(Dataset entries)
╔══
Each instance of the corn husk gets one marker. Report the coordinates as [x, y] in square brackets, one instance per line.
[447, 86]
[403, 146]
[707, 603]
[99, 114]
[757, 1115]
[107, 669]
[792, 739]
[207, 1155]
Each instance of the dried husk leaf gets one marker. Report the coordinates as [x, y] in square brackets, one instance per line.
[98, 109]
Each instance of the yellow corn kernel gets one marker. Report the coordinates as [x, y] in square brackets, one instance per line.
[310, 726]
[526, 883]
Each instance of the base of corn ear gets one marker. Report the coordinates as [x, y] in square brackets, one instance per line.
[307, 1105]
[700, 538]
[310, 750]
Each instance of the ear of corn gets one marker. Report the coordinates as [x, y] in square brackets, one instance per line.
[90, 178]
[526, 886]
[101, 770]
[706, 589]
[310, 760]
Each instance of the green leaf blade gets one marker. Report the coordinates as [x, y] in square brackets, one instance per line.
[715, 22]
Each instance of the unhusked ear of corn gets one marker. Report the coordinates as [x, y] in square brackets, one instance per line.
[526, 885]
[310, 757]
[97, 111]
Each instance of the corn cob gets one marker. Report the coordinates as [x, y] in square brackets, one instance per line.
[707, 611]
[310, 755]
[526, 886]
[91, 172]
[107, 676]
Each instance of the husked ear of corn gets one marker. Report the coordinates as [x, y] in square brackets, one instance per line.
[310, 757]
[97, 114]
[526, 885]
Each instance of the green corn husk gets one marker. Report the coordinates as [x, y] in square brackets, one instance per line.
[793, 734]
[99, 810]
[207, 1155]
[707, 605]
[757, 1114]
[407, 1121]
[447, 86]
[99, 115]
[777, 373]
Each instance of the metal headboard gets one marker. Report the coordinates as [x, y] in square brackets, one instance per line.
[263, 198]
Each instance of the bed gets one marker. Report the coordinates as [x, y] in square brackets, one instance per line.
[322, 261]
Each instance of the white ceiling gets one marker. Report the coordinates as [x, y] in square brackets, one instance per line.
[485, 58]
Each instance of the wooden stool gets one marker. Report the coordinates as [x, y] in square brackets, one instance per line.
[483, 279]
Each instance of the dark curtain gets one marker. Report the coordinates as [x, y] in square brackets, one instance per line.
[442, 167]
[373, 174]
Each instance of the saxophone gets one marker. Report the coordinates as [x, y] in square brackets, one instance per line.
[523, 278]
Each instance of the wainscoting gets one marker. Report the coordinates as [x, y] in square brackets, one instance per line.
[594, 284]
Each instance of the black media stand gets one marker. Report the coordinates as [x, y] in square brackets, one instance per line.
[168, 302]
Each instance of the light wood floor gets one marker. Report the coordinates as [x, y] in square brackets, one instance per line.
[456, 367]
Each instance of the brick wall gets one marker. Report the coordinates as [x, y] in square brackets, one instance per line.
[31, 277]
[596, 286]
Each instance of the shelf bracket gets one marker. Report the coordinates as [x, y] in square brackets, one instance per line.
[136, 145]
╚══
Can you quote exactly the lines from the one containing "Each instance of the light" through the last line of the records above, and nothing else?

» RESULT OF THIS TASK
Each instance of the light wood floor gets one marker. Report the coordinates as [x, y] in square brackets, one instance per line.
[456, 367]
Each instance of the brick wall gets one marker. Report the coordinates as [x, y] in square brackets, one instance per line.
[31, 277]
[596, 286]
Each instance of the shelf bracket gets one marker. Report the coordinates as [x, y] in square brackets, one instance per line.
[136, 145]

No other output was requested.